• SELECTED EXCERPT
○ ○ ○ ○

Square in Rome, Italy

Piazza Colonna is a piazza at the center of the Rione of Colonna in the historic heart of Rome, Italy. It is named for the marble Column of Marcus Aurelius, which has stood there since AD 193. The bronze statue of Saint Paul that crowns the column was placed in 1589, by order of Pope Sixtus V. The Roman Via Lata (now the Via del Corso) runs through the piazza's eastern end, from south to north.

==Overview==
The piazza is rectangular. Its north side is taken up by Palazzo Chigi, formerly the Austria-Hungary's embassy, but is now a seat of the Italian government. The east side is taken up by the 19th century public shopping arcade Galleria Colonna (since 2003 Galleria Alberto Sordi), the south side is taken up by the flank of Palazzo Ferrajoli, formerly the Papal post office, and the little Church of Santi Bartolomeo ed Alessandro dei Bergamaschi (1731-35). The west side is taken up by Palazzo Wedekind (1838) with a colonnade of Roman columns taken from Veii.

○ ○ ○ ○

• TASK DETAILS
Transcribe the passage of the Piazza Colonna text from "Square in Rome, Italy" down to "south to north.". Rely only on the Piazza Colonna text.

Natural-language object grounding entries:
○ ○ ○ ○

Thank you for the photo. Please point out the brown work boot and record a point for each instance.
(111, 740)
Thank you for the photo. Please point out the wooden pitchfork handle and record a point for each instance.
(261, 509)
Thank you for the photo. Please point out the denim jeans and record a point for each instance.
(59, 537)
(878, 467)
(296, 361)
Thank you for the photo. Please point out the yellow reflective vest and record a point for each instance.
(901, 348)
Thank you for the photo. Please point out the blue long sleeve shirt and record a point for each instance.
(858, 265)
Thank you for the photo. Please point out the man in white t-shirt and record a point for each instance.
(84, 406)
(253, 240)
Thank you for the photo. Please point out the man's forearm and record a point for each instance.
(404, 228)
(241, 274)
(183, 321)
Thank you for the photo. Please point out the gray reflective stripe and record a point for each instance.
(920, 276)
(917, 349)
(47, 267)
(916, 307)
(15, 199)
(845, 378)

○ ○ ○ ○

• ANSWER SECTION
Square in Rome, Italy

Piazza Colonna is a piazza at the center of the Rione of Colonna in the historic heart of Rome, Italy. It is named for the marble Column of Marcus Aurelius, which has stood there since AD 193. The bronze statue of Saint Paul that crowns the column was placed in 1589, by order of Pope Sixtus V. The Roman Via Lata (now the Via del Corso) runs through the piazza's eastern end, from south to north.